Excerpted passage:

Sweetness and Light: EDGE Chats with Jeff Mann

Kilian Melloy READ TIME: 15 MIN.

Jeff Mann is something of a triple threat in the world of gay letters. An Assistant Professor of creative writing at Virginia Tech, Mann authors memoirs, poetry, and short erotic fiction.

Reading his work, it's clear that Mann's loves are few, but profound: rugged men, an equally rugged stripe of sexual sharing, the potency of the written word to engage deep-seated emotions that lay well beyond any pleasingly pretty arrangement of phrases. Being from the Appalachians, Mann also demonstrates a love for that region's cuisine, praising it with rapt reverence not only in his verse but even in his BDSM stories (the first tale in Mann's new collection of erotic short fiction features a pan of cornbread that the characters enjoy to give them strength for their rough play).

But his most penetrating love is for poetry. Even Mann's prose is poetic, and when it comes to writing poetry, his stanzas are just as erotic as any well-penned story of sexual heroics, as with these lines from his poem "Fantasia in the English Garden," included in his newest collection, On the Tongue:

We scatter ourselves like black locust pollen.
Still gasping, hearts slowing, I dip my forefinger
into molten quartz he's spattered on the faucet,
I lift droplets like blood or maple sap to my lips.
As I taste, the silver in my beard begins to darken.

To Mann, then, poetry, manhood, rites of male intimacy - these are all the very stuff of life. But his works don't exist simply to titillate; consider this line from "Monster," a ballad about an encounter in a sauna that is also included in On the Tongue:

The purpose of perfection?
To teach us longing.
To make us monsters.

Collected data:

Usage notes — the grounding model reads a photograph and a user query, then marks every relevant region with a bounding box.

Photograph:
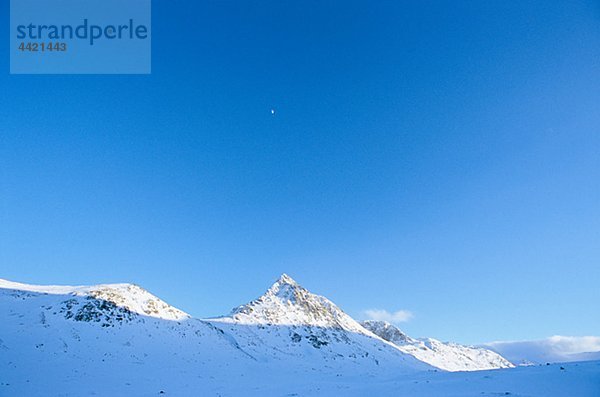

Problems and tasks:
**1)** In the Jeff Mann profile, give again the passage between "To Mann, then, poetry, manhood, rites" and "purpose of perfection?", inclusive.
**2)** According to the Jeff Mann profile, what kinds of writing does Mann author? List them all.

Exercise results:
**1)**
To Mann, then, poetry, manhood, rites of male intimacy - these are all the very stuff of life. But his works don't exist simply to titillate; consider this line from "Monster," a ballad about an encounter in a sauna that is also included in On the Tongue:

The purpose of perfection?

**2)**
Memoirs
Poetry
Short erotic fiction